▸ WHAT IS REQUIRED: Every single entry that follows must be copied exactly.

[Start of Attachment]

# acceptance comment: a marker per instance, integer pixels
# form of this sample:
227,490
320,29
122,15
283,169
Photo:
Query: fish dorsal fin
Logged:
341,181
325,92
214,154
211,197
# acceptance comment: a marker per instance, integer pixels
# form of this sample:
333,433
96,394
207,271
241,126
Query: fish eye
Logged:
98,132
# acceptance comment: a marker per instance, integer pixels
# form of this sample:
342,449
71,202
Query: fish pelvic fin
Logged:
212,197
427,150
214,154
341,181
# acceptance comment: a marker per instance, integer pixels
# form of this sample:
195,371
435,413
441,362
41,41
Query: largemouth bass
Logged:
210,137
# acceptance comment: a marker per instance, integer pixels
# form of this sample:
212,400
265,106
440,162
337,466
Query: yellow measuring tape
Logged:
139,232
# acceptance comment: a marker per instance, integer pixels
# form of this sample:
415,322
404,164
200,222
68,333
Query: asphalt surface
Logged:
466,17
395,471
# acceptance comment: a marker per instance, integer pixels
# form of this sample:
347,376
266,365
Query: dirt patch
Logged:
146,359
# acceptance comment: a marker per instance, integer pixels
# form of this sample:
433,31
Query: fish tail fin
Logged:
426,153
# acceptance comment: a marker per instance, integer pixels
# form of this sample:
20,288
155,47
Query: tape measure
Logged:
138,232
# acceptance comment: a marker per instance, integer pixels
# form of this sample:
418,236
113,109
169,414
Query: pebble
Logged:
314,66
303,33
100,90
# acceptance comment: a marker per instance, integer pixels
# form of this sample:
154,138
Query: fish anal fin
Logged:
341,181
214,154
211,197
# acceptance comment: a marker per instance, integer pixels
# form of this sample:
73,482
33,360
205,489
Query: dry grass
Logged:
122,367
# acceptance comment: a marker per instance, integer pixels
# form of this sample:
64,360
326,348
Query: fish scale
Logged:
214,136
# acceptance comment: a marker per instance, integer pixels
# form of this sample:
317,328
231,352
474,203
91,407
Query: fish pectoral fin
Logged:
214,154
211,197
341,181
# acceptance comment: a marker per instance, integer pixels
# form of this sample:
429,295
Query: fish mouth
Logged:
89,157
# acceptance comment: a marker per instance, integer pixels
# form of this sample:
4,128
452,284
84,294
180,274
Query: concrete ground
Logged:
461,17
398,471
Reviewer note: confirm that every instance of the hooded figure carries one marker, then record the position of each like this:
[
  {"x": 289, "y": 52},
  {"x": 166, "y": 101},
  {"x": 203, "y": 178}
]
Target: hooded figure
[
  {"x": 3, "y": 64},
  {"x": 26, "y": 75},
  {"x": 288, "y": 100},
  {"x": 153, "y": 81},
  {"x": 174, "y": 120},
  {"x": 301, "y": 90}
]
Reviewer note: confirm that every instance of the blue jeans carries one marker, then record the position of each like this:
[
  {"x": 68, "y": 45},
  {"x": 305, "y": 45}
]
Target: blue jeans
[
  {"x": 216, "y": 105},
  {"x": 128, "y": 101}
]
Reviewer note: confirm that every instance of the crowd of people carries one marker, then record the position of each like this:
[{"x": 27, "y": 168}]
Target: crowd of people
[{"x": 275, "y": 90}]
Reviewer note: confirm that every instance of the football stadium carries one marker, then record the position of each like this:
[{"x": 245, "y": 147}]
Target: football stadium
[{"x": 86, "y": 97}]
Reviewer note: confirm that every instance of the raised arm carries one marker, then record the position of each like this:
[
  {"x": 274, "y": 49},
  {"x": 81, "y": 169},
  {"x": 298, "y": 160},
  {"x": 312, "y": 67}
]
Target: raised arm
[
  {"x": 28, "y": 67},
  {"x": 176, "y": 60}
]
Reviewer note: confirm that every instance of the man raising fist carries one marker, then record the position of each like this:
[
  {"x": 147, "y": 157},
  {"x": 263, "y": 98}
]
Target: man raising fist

[End of Attachment]

▸ RESULT FOR THIS EXERCISE:
# acceptance comment: a marker per instance, integer pixels
# form of this sample:
227,490
320,29
122,15
283,169
Photo:
Query: fish dorsal fin
Logged:
341,181
325,92
214,154
211,197
# acceptance comment: a marker per instance, integer pixels
# form of this sample:
333,433
96,394
207,271
241,126
Query: fish eye
Logged:
98,132
# acceptance comment: a marker per instance, integer pixels
# form of this sample:
342,449
71,202
Query: fish pelvic fin
Logged:
212,197
427,150
214,154
341,181
# acceptance comment: a marker per instance, integer pixels
# form of this sample:
195,371
435,413
441,362
41,41
Query: largemouth bass
Logged:
210,137
# acceptance comment: a marker per instance, integer pixels
# form of this sample:
212,400
265,106
440,162
337,466
Query: yellow measuring tape
Logged:
139,232
# acceptance comment: a marker per instance, integer pixels
# form of this sample:
415,322
404,164
200,222
68,333
Query: asphalt surface
Logged:
466,17
395,471
# acceptance comment: a marker per instance, integer pixels
# form of this sample:
347,376
266,365
Query: dirt patch
Logged:
146,359
# acceptance comment: a marker per instance, integer pixels
# form of this sample:
433,31
Query: fish tail fin
Logged:
426,153
# acceptance comment: a marker per instance, integer pixels
# form of this sample:
20,288
155,47
Query: tape measure
Logged:
138,232
# acceptance comment: a marker per instance, integer pixels
# form of this sample:
418,236
113,109
169,414
Query: pebble
Logged:
314,66
303,33
100,90
# acceptance comment: a marker per instance, integer pixels
# form of this sample:
154,138
Query: fish anal fin
Logged:
341,181
214,154
211,197
# acceptance comment: a marker per instance, integer pixels
# form of this sample:
73,482
33,360
205,489
Query: dry grass
Logged:
122,367
# acceptance comment: a marker per instance, integer pixels
# form of this sample:
64,360
326,348
Query: fish scale
Logged:
214,136
# acceptance comment: a marker per instance, integer pixels
# form of this sample:
317,328
231,352
474,203
91,407
Query: fish pectoral fin
Logged:
214,154
211,197
341,181
# acceptance comment: a marker per instance, integer pixels
# form of this sample:
429,295
Query: fish mouth
Logged:
89,157
# acceptance comment: a marker per instance, integer pixels
# form of this sample:
4,128
452,284
84,294
180,274
Query: concrete ground
Logged:
461,17
398,471
Reviewer note: confirm that every instance of the hooded figure carries one marker, then record the position of each like this:
[
  {"x": 289, "y": 52},
  {"x": 166, "y": 101},
  {"x": 203, "y": 178}
]
Target: hooded figure
[
  {"x": 3, "y": 64},
  {"x": 26, "y": 75},
  {"x": 288, "y": 100},
  {"x": 153, "y": 81},
  {"x": 174, "y": 120},
  {"x": 301, "y": 90}
]
Reviewer note: confirm that every instance of the blue jeans carries one marker, then record the position of each like this:
[
  {"x": 68, "y": 45},
  {"x": 305, "y": 45}
]
Target: blue jeans
[
  {"x": 216, "y": 105},
  {"x": 128, "y": 101}
]
Reviewer note: confirm that every instance of the crowd of people carries one marker, then record the position of each like this:
[{"x": 27, "y": 168}]
Target: crowd of people
[{"x": 275, "y": 90}]
Reviewer note: confirm that every instance of the football stadium carries one marker, then record the position of each like this:
[{"x": 245, "y": 147}]
Target: football stadium
[{"x": 86, "y": 97}]
Reviewer note: confirm that every instance of the raised arm carries one marker, then record the position of each like this:
[
  {"x": 274, "y": 49},
  {"x": 81, "y": 169},
  {"x": 298, "y": 160},
  {"x": 312, "y": 67}
]
Target: raised arm
[
  {"x": 28, "y": 67},
  {"x": 176, "y": 60}
]
Reviewer note: confirm that every instance of the man raising fist carries one marker, then record the position of each like this:
[
  {"x": 147, "y": 157},
  {"x": 263, "y": 98}
]
Target: man raising fist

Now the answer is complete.